Recast the items from the line containing "query | spot the white wall" through the end of the records as a two-column CSV with the headers text and answer, one row per item. Put each item's text and its answer in one quoted field apiece, turning line breaks into spaces.

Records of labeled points

'''

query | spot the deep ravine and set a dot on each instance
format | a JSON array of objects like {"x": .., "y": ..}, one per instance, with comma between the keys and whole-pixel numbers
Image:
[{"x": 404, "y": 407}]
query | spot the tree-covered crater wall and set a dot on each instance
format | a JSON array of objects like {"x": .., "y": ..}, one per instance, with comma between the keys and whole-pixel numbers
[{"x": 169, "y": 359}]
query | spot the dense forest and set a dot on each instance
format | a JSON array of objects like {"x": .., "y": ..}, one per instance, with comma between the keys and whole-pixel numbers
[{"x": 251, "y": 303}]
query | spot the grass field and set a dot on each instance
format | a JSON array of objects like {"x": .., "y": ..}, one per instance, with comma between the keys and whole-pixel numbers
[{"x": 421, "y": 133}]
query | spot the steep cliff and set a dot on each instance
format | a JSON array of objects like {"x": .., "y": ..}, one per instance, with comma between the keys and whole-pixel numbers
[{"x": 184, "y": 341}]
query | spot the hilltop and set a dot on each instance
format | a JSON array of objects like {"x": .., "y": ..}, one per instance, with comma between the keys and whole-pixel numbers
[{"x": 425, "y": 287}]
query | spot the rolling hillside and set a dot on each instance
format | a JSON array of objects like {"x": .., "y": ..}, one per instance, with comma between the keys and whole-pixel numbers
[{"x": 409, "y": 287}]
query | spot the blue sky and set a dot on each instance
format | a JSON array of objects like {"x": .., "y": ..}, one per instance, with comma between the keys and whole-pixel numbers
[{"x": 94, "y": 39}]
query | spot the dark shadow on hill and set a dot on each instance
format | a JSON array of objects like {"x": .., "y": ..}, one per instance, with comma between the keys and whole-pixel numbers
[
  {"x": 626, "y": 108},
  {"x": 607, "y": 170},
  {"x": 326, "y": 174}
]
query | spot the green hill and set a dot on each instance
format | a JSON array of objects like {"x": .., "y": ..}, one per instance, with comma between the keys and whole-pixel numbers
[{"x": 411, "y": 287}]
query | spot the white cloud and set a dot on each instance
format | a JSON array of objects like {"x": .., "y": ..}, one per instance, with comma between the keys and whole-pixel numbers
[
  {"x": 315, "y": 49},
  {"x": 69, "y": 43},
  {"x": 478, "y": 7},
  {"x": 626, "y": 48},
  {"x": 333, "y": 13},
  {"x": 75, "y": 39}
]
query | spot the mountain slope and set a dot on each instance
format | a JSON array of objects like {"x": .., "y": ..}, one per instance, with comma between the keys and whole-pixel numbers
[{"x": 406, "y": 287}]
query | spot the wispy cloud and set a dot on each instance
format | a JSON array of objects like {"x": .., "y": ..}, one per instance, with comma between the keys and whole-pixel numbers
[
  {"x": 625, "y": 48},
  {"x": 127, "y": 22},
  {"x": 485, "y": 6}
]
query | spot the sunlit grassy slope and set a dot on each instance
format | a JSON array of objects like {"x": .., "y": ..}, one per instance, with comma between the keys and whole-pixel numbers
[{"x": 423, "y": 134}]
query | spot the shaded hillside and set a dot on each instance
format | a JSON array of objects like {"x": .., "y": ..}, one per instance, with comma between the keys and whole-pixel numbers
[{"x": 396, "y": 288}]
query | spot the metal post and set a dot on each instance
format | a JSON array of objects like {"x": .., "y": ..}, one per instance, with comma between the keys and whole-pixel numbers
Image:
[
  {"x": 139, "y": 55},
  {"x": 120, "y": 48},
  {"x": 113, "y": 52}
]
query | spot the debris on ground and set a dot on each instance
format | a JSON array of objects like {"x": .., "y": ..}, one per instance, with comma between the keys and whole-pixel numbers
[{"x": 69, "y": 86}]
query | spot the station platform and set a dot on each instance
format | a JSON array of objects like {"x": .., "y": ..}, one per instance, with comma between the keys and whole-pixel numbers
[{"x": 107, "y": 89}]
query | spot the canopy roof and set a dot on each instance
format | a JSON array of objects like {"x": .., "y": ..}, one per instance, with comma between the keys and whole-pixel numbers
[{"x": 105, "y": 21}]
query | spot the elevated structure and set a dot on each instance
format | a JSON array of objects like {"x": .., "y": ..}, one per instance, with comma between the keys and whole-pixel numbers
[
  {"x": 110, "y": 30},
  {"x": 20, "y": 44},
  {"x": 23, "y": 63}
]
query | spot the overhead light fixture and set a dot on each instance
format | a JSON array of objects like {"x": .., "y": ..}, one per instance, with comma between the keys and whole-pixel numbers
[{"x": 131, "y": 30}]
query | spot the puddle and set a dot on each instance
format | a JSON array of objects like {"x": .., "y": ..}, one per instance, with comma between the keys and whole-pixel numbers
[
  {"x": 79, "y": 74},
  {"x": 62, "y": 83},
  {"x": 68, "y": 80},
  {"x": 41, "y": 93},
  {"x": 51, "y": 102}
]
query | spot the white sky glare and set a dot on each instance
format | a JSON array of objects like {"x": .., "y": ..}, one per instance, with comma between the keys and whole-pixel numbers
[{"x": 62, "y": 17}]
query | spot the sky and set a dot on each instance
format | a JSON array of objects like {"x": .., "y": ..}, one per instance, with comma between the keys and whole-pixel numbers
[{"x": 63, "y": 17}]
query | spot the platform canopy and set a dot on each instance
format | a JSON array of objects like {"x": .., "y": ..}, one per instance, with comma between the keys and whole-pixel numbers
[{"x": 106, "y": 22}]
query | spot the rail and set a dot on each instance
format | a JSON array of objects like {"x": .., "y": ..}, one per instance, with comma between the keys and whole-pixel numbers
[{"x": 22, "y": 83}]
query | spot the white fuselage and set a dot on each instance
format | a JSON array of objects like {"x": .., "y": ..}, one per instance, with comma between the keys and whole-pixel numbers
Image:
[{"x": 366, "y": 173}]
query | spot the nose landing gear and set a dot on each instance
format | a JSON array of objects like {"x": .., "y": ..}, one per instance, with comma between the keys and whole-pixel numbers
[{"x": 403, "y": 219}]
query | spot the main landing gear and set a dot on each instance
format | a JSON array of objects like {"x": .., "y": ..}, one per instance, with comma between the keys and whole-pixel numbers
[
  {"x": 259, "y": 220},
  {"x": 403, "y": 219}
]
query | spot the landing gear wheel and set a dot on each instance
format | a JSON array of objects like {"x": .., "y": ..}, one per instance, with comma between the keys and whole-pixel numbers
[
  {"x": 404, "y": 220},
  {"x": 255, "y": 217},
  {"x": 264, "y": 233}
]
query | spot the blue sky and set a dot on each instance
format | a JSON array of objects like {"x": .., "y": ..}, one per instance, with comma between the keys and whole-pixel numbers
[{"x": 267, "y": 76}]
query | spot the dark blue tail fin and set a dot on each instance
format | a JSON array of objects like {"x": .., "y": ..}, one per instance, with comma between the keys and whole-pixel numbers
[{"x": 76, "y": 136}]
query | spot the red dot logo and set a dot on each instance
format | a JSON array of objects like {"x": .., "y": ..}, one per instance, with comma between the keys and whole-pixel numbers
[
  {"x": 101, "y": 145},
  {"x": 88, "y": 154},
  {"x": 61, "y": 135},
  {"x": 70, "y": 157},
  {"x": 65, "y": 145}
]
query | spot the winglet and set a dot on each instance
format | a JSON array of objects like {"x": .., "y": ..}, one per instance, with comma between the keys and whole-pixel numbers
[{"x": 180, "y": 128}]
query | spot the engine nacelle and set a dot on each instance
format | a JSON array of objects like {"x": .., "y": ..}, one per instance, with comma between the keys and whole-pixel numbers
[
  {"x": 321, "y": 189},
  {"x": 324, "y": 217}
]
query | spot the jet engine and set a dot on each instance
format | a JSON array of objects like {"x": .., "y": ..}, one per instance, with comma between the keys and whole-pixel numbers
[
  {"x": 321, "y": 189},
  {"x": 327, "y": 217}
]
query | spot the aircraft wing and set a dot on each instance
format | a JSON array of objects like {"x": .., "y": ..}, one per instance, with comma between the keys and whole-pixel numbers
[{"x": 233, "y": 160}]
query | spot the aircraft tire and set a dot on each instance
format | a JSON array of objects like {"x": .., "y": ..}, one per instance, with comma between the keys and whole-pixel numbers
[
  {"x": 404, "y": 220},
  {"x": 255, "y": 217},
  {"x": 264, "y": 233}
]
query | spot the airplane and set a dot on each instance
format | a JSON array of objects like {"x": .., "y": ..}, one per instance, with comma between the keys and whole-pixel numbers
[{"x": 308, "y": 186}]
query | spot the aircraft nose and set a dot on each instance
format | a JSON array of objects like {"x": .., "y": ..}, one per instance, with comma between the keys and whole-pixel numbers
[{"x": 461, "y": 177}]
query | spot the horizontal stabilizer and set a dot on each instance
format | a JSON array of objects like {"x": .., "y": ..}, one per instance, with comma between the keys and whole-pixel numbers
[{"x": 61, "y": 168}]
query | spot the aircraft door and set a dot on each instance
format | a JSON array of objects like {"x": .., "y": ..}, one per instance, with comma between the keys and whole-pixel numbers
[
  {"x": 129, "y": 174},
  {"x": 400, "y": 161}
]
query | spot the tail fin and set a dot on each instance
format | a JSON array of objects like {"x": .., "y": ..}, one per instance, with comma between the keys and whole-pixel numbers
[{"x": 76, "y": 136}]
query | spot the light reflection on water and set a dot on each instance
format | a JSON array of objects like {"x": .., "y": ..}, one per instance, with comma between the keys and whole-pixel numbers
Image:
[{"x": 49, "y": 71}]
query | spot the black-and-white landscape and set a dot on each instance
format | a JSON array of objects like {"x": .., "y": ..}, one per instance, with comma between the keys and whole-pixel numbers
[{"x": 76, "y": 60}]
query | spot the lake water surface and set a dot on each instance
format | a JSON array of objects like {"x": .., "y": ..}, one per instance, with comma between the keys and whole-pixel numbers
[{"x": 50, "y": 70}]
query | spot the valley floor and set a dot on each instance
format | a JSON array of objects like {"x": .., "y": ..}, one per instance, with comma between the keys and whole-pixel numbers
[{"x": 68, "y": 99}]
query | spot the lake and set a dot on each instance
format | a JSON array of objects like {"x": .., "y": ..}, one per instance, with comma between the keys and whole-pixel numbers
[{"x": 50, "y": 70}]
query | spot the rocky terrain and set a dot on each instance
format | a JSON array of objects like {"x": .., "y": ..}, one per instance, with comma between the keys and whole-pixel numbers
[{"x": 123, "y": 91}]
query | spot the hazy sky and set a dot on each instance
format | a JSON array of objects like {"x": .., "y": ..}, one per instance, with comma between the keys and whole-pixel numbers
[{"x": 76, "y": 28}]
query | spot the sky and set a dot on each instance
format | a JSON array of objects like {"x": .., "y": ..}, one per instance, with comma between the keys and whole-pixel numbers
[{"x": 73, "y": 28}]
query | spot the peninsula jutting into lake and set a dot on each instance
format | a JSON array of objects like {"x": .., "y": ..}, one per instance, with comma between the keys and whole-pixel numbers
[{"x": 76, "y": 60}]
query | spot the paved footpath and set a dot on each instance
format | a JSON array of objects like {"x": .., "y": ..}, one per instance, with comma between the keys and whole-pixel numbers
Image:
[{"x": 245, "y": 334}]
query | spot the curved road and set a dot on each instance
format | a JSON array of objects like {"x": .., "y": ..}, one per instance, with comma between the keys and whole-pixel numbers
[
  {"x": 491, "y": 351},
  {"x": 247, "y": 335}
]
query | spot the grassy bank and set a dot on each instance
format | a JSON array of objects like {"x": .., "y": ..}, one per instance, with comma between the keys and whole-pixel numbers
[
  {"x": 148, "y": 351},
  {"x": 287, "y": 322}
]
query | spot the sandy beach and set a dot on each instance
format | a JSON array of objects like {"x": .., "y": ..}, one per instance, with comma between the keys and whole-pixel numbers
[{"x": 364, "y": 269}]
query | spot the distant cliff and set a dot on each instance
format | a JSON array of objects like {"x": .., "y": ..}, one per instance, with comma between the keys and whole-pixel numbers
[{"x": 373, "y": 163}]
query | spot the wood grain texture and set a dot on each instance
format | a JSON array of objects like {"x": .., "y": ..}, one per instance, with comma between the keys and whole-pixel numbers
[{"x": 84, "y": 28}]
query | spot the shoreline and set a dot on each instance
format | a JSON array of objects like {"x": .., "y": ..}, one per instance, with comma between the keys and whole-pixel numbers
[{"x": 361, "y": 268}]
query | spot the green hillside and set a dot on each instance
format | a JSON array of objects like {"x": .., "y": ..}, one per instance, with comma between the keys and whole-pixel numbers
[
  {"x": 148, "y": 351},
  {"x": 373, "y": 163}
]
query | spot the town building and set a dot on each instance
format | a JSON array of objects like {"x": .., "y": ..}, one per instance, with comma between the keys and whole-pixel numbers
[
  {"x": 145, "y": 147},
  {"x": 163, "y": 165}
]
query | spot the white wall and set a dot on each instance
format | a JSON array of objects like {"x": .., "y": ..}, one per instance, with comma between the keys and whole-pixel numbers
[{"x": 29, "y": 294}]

'''

■ Response to this task:
text,answer
"query | spot the white wall and set a dot on each instance format | a JSON array of objects like {""x"": .., ""y"": ..}, one per instance, with comma between the keys and whole-pixel numbers","[{""x"": 29, ""y"": 294}]"